## Vorliegende Angaben
= = = = =
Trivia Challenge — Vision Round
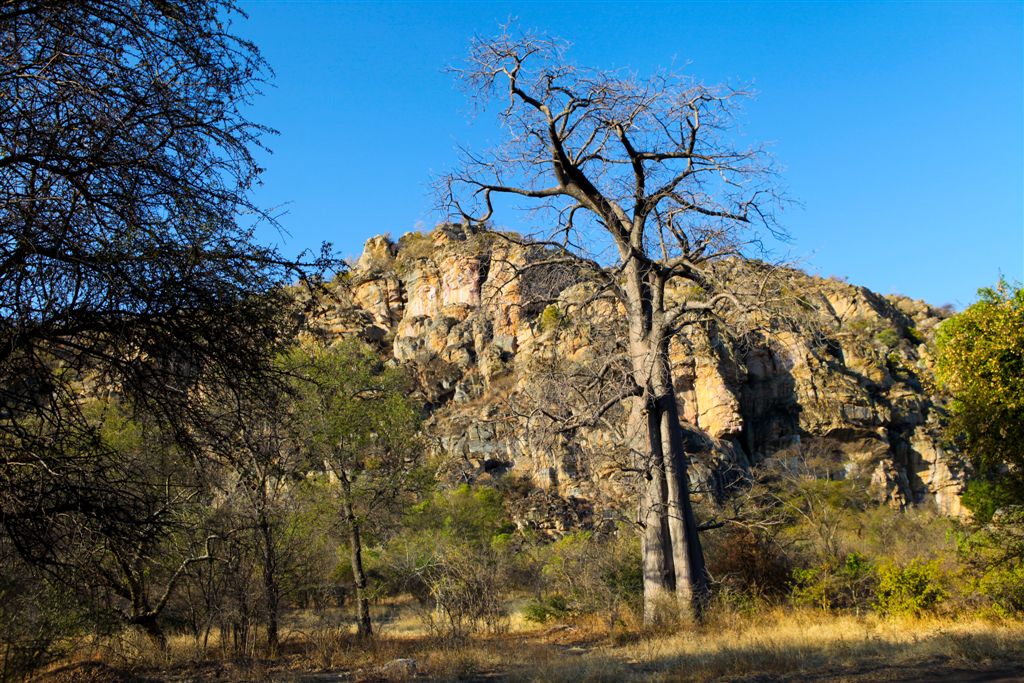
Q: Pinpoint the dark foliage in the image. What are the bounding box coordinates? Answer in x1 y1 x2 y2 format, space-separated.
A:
0 0 326 577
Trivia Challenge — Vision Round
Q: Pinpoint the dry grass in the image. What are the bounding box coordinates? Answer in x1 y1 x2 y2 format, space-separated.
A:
29 605 1024 683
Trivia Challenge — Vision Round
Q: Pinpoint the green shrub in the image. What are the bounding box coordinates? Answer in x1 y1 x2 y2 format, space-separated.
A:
874 328 900 348
541 303 565 332
874 560 948 616
906 328 925 344
522 593 571 624
977 563 1024 617
790 552 878 611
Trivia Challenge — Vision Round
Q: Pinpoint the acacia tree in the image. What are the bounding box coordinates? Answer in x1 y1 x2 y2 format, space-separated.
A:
0 0 323 581
935 280 1024 522
443 29 779 621
285 340 422 636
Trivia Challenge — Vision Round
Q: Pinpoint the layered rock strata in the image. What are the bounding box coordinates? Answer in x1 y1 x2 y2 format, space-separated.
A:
307 228 964 533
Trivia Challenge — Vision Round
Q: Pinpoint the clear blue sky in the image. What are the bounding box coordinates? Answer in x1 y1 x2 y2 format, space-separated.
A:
233 0 1024 307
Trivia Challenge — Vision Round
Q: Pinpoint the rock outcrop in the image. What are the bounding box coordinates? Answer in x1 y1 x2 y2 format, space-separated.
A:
309 227 964 531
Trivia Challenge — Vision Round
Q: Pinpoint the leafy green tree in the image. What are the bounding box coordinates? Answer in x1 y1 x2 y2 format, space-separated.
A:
936 280 1024 521
284 340 422 636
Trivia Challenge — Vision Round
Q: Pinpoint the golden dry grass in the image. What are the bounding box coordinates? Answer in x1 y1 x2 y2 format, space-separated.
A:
29 605 1024 683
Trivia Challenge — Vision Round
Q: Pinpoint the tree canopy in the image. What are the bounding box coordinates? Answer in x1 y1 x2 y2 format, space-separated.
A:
936 281 1024 520
0 0 325 573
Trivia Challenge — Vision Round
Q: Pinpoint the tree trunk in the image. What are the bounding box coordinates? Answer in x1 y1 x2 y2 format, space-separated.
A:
626 262 708 624
259 513 281 657
339 474 374 637
630 398 675 625
658 387 708 621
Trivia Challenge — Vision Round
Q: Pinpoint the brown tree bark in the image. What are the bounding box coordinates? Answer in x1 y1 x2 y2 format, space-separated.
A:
340 473 374 638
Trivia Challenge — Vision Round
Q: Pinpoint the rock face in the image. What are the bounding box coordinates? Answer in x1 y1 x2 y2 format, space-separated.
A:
316 228 964 531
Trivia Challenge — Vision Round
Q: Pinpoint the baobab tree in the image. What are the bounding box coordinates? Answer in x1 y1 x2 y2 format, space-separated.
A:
442 27 779 622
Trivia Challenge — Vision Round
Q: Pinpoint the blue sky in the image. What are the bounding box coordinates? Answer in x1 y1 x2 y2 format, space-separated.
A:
233 0 1024 307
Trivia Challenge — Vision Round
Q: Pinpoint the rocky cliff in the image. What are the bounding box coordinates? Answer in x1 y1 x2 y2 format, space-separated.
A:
307 228 964 532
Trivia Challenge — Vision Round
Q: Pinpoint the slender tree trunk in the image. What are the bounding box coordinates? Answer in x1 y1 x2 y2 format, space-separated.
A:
630 398 675 625
340 474 374 637
259 518 281 656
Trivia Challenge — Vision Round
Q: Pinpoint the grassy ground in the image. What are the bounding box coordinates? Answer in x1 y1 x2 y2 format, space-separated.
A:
29 608 1024 683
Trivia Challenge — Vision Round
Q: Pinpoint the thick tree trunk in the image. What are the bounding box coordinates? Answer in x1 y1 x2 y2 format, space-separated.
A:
341 476 374 637
630 398 676 625
658 387 708 621
626 266 708 624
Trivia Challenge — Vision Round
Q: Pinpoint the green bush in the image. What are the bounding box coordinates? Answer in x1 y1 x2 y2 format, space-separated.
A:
977 563 1024 617
541 303 565 332
522 593 571 624
874 560 949 616
541 531 643 628
874 328 900 348
790 552 878 611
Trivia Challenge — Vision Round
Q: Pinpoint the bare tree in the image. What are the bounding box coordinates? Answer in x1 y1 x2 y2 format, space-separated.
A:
442 28 779 621
0 0 326 593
= = = = =
## Ihre Aufgabe
Wählen Sie aus der Auflistung jede Zeile aus, in der das Wort „blue“ vorkommt.

## Lösung
Q: Pinpoint the clear blue sky in the image. What are the bounding box coordinates? Answer in x1 y1 x2 y2 format, space-separated.
Q: Pinpoint the blue sky in the image. What are the bounding box coordinates? Answer in x1 y1 x2 y2 format, space-separated.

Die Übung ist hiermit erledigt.